◆ TASK PROMPT ◆
Duplicate the part of the GC–FTIR passage from "Comparison of peak" up to and including "in peak width.".

◆ DOCUMENT SEGMENT ◆
----

Retention times and full width half maximum (FWHM) values for the chromatograms of Figure 1 are presented in Table 1. These values were not calculated for the solvent peak (peak 1) due to its high concentration.
Comparison of peak widths between the two setups revealed an observed reduction in peak height and concomitant peak broadening in the GC–FTIR–FID configuration. In light-pipe GC–FTIR this could be ascribed to the dispersion of the chromatographic peak within the volume of the LP. Excessive band broadening can reduce separation efficiency resulting in poorer resolution in chromatographic systems. However, FTIR spectra in the gas phase display reduced spectral band broadening compared to those in condensed- or liquid-phases. Although gas-phase spectra are less common in literature than liquid-phase spectra, they are less confusing to interpret since the latter may contain multiple narrow bands within a broad band. From Figure 1A, the light-pipe contributes about a two-fold increase in peak width.

Effect of Varying Parameters on Signal-to-Noise (SNR) Ratio

The importance of having good signal-to-noise-ratio (SNR) in optical systems is not to be underestimated. The SNR determines the sensitivity of an instrument and relates to the measurement precision [22]. Attempts to improve SNR in LP GC–FTIR systems include optimising volume/length ratios to minimise chromatographic peak broadening [23], variations in the optical configurations [24], introduction of rapid scanning interferometers [25] and the use of suitable low-noise detectors [26]. The photoconductive liquid-nitrogen-cooled MCT detector used here, is well suited for LP measurements because of its sensitivity being almost two orders of magnitude greater than its pyroelectric predecessors [27]. The LP (and TL) needs to be maintained at a T sufficiently high to prevent condensation of GC solutes. High T has disadvantages by contributing to the LP acting as an IR source and increasing the intensity of the unmodulated radiation [28], which in turn could negatively affect the linear response of the MCT detector and the SNR [29].
This system’s ability to maintain measurement with a good SNR was validated where LP (and TL) T were raised in 40 °C increments (120, 160, 200, 240 and 280 °C) to monitor its effect on SNR. The resulting root mean square (RMS) intensity of absorbance as a function of time is illustrated in Supplementary information Figure S2 for each LP T setting and is seen to increase with T. SNR was calculated by taking the ratio of the peak height of the 2936 cm−1 C–H stretch (signal) against the peak-to-peak noise of the 2200–2000 cm−1 region. This wavelength range was chosen as it displays the greatest single beam intensity [22]. A plot of this SNR against increasing LP T is illustrated in Supplementary information Figure S3A. The negative trend with T is consistent with prior studies on LP T effect on SNR, with the SNR in some GC–FTIR systems was seen to decrease by a factor of up to 10 with an increase of LP T up to 300 °C [28]. Thus, the LP should be maintained at as low a T as possible, consistent with ensuring no condensation in the LP.

----

◆ RECORDS PROVIDED ◆
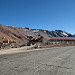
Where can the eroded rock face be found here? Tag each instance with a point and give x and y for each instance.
(19, 34)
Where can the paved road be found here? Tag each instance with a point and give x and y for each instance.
(55, 61)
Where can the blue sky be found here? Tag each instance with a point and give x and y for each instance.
(39, 14)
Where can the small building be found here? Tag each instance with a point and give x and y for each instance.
(37, 41)
(62, 40)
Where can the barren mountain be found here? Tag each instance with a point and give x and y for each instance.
(20, 34)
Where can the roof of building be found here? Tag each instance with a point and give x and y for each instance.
(62, 38)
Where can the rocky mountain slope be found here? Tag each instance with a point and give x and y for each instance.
(20, 34)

----

◆ OUTPUT FOR THIS TASK ◆
Comparison of peak widths between the two setups revealed an observed reduction in peak height and concomitant peak broadening in the GC–FTIR–FID configuration. In light-pipe GC–FTIR this could be ascribed to the dispersion of the chromatographic peak within the volume of the LP. Excessive band broadening can reduce separation efficiency resulting in poorer resolution in chromatographic systems. However, FTIR spectra in the gas phase display reduced spectral band broadening compared to those in condensed- or liquid-phases. Although gas-phase spectra are less common in literature than liquid-phase spectra, they are less confusing to interpret since the latter may contain multiple narrow bands within a broad band. From Figure 1A, the light-pipe contributes about a two-fold increase in peak width.